* _Exercise_
The listing below is to be output in its exact form.

* _Information supplied_
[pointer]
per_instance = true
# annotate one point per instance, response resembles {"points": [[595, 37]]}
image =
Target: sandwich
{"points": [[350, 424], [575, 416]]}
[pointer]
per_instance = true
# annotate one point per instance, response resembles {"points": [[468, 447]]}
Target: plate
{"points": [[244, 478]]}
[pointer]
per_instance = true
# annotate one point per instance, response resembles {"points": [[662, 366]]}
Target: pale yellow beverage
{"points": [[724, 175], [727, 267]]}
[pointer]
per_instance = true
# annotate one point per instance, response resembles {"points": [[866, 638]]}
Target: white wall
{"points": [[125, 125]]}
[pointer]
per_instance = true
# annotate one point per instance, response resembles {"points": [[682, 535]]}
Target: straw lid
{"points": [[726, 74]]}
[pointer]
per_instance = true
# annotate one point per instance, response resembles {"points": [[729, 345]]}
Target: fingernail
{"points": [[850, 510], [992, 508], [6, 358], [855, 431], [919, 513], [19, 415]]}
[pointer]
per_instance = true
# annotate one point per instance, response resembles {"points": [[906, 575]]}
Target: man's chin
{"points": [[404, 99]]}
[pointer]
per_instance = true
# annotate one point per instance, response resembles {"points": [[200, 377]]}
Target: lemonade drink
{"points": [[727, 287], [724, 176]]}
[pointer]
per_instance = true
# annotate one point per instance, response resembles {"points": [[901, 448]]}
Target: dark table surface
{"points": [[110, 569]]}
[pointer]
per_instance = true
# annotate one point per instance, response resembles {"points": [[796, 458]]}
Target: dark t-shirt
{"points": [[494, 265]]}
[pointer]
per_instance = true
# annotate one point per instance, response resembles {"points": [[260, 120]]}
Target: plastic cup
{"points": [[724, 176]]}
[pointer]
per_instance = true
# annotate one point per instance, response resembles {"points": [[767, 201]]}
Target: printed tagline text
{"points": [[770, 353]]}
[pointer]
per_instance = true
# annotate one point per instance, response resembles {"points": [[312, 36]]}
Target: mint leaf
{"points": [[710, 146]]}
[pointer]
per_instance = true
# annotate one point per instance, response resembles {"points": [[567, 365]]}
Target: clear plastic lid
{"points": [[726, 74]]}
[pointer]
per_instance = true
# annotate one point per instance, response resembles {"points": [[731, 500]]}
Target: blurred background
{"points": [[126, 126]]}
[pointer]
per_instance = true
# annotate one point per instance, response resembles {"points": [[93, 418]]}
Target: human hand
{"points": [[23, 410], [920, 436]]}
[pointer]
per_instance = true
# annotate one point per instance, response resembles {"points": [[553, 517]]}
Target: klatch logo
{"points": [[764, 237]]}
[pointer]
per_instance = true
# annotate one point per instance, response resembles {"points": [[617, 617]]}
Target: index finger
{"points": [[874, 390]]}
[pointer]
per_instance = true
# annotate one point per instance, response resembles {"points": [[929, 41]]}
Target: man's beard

* _Full output_
[pointer]
per_instance = true
# annotate one point per instance, response resembles {"points": [[595, 37]]}
image =
Target: sandwich
{"points": [[350, 424], [575, 416]]}
[pointer]
per_instance = true
# annotate one point per instance, response resembles {"points": [[468, 447]]}
Target: plate
{"points": [[244, 478]]}
[pointer]
per_instance = true
# annotate one point per instance, response resembles {"points": [[662, 366]]}
Target: pale yellow beverage
{"points": [[724, 175], [727, 267]]}
[pointer]
per_instance = true
# annotate one point per instance, response resembles {"points": [[866, 638]]}
Target: white wall
{"points": [[125, 125]]}
[pointer]
per_instance = true
# annotate one point per instance, response resembles {"points": [[682, 535]]}
Target: straw lid
{"points": [[726, 74]]}
[pointer]
per_instance = true
# annotate one point per instance, response resembles {"points": [[729, 345]]}
Target: fingernail
{"points": [[850, 510], [992, 508], [6, 358], [855, 431], [919, 513], [19, 415]]}
[pointer]
per_instance = true
# annotate one point per instance, response resembles {"points": [[906, 575]]}
Target: man's chin
{"points": [[404, 99]]}
[pointer]
per_instance = true
# annotate one point per instance, response resembles {"points": [[200, 377]]}
Target: lemonade drink
{"points": [[727, 287], [724, 176]]}
[pointer]
per_instance = true
# annotate one point per instance, response resembles {"points": [[901, 448]]}
Target: dark table surface
{"points": [[110, 569]]}
[pointer]
per_instance = true
# annotate one point per instance, response resembles {"points": [[796, 458]]}
Target: dark t-shirt
{"points": [[494, 265]]}
[pointer]
per_instance = true
# annotate one point per instance, response resembles {"points": [[260, 120]]}
Target: plastic cup
{"points": [[724, 176]]}
[pointer]
per_instance = true
# annotate one point per instance, response resembles {"points": [[767, 201]]}
Target: printed tagline text
{"points": [[770, 353]]}
[pointer]
per_instance = true
# annotate one point per instance, response resembles {"points": [[312, 36]]}
Target: mint leaf
{"points": [[710, 146]]}
[pointer]
per_instance = true
# annotate one point per instance, response resembles {"points": [[567, 365]]}
Target: clear plastic lid
{"points": [[726, 74]]}
[pointer]
per_instance = true
# annotate one point per instance, response resembles {"points": [[731, 500]]}
Target: blurred background
{"points": [[126, 126]]}
[pointer]
per_instance = true
# annotate one point per instance, response resembles {"points": [[93, 418]]}
Target: human hand
{"points": [[23, 410], [920, 436]]}
[pointer]
per_instance = true
# annotate one point per instance, response resembles {"points": [[553, 517]]}
Target: klatch logo
{"points": [[764, 237]]}
[pointer]
per_instance = true
# annotate one point per instance, response resembles {"points": [[617, 617]]}
Target: index finger
{"points": [[874, 390]]}
[pointer]
per_instance = true
# annotate one point per instance, response resembles {"points": [[929, 41]]}
Target: man's beard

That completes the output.